_LISTED RECORDS_
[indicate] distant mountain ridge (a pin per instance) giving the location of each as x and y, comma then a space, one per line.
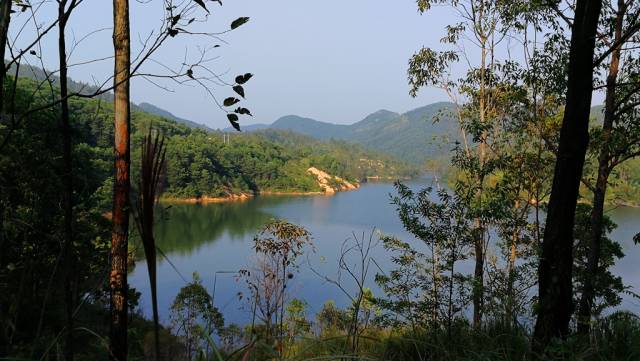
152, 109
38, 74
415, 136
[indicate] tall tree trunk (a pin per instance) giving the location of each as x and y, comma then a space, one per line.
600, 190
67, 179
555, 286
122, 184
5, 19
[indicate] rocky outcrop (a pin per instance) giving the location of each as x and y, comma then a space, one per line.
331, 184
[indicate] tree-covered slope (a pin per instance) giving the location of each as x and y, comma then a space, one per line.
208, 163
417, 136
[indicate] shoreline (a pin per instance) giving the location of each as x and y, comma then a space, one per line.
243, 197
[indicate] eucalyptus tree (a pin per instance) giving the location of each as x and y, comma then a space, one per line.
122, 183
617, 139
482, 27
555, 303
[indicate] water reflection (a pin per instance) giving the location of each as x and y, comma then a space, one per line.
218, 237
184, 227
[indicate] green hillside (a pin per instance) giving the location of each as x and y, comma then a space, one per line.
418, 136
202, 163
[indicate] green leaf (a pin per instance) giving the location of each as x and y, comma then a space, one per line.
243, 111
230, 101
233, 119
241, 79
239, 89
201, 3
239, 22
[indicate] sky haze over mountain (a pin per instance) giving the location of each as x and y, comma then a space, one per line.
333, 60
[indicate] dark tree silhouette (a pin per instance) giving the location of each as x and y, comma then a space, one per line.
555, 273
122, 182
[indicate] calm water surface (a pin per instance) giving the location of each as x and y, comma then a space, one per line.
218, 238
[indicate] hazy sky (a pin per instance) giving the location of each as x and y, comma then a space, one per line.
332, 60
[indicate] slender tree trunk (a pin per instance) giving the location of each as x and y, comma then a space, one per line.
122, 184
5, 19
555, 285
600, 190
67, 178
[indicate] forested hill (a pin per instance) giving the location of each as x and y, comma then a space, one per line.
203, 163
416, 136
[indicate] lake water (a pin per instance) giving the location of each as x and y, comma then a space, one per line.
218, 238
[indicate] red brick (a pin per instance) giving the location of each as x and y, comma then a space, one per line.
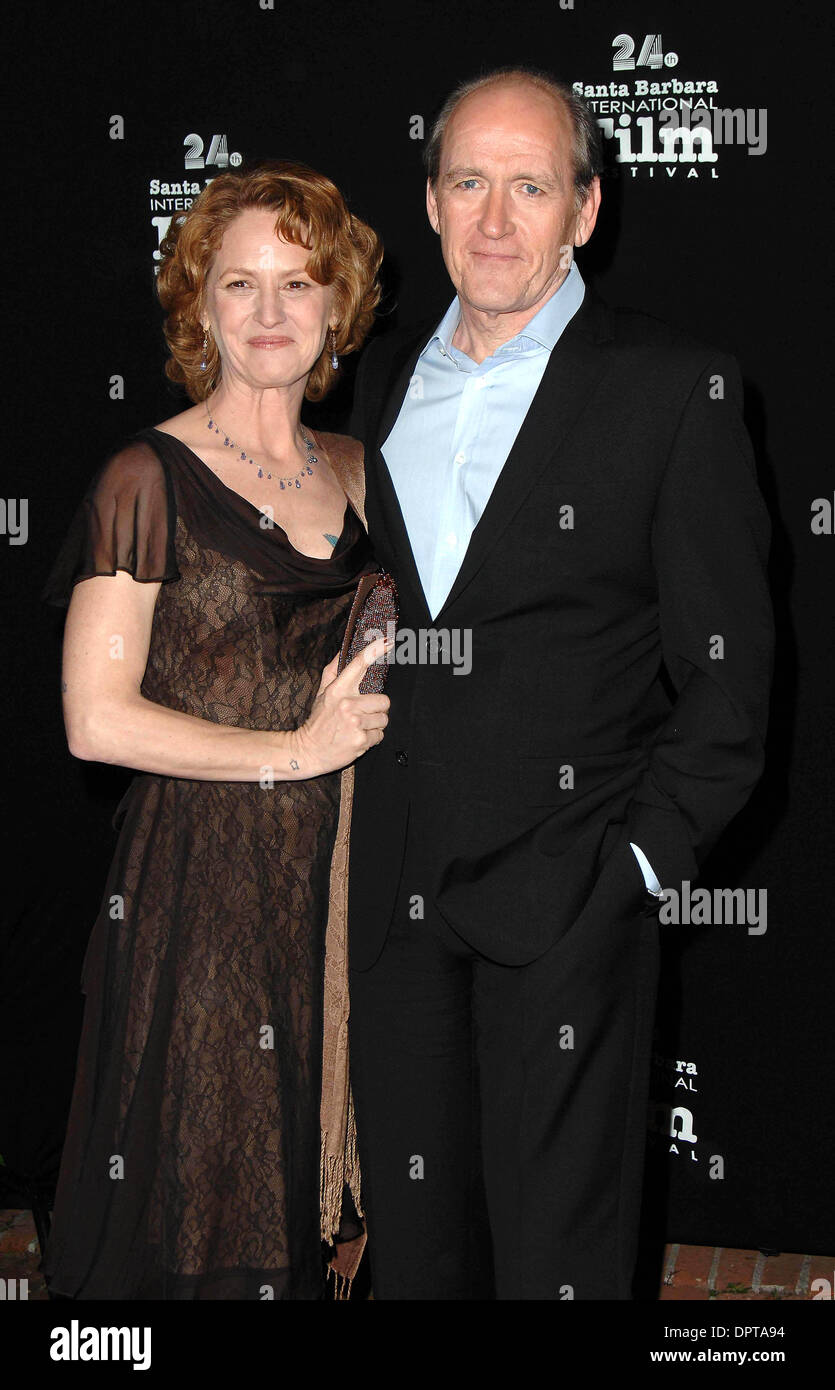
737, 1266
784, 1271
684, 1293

_EXERCISE GOAL_
Copy out every row above word for word, in the same order. Leave out the pictures.

_ANSWER FOR THIS EXERCISE_
[indicate] distant mountain ridge (a pin per instance) giving the location of each as x and y, comma then a space, one per line.
152, 109
38, 74
415, 136
[indicate] tall tree trunk (a pin per instance) giving the location of each as x and y, comma then a space, one per line.
600, 190
67, 179
555, 286
122, 184
5, 19
[indicate] rocky outcrop (a pin per instance) giving the location of each as x and y, comma then a space, one per line.
331, 184
[indicate] tree-covered slope (a pin per instance) giving the location of each as x and y, comma then a space, one per line.
208, 163
417, 136
[indicate] shoreline (a pin per instance) giving the location of each as x and y, comma then a space, one per line.
243, 197
[indicate] eucalyptus tree (a pin per instance) giving the location of each as x and y, comma then a space, one per line.
122, 183
617, 139
482, 27
555, 303
[indicate] water reflection (a pin per instance) giving the location of each as x and y, comma then a space, one per line.
218, 237
184, 227
[indicate] green hillside (a pin per instance) giving the location of each as x and y, comma then a space, one per line.
418, 136
202, 163
[indicate] green leaf (a pin per instance) giving the location of each as x and y, comma then a space, one per line.
243, 111
230, 101
233, 119
241, 79
239, 89
201, 3
239, 22
[indicate] sky haze over mountain (a pin per instance) giving the location of each as x and y, comma then a space, one per line.
333, 60
[indicate] dark tree silhouette (a pin per instance) giving the location of each as x and y, comma then a space, one per line.
555, 273
122, 182
[indicate] calm water surface (a pin per instance) giving the location of each as x and y, comma then a space, one per line.
218, 238
[indicate] hazy sky (a pin per instance) giving the location of each as x and y, comma then a space, one per line.
332, 60
[indicate] slender tree trunk (a pin per instance) giving the location of each as x and y, comma then a space, one per line.
122, 184
5, 19
555, 285
600, 190
67, 178
[indicate] forested hill (a pin per instance) giving the location of each as x and y, comma then a space, one per line.
203, 163
416, 136
[indicate] lake water (a pin per instance) giving the location of each as x and y, comma then a space, one per line.
218, 238
[indicate] red brick (a pin per instance) giving the location of each as x and y, comma then a space, one per line.
737, 1266
784, 1271
684, 1293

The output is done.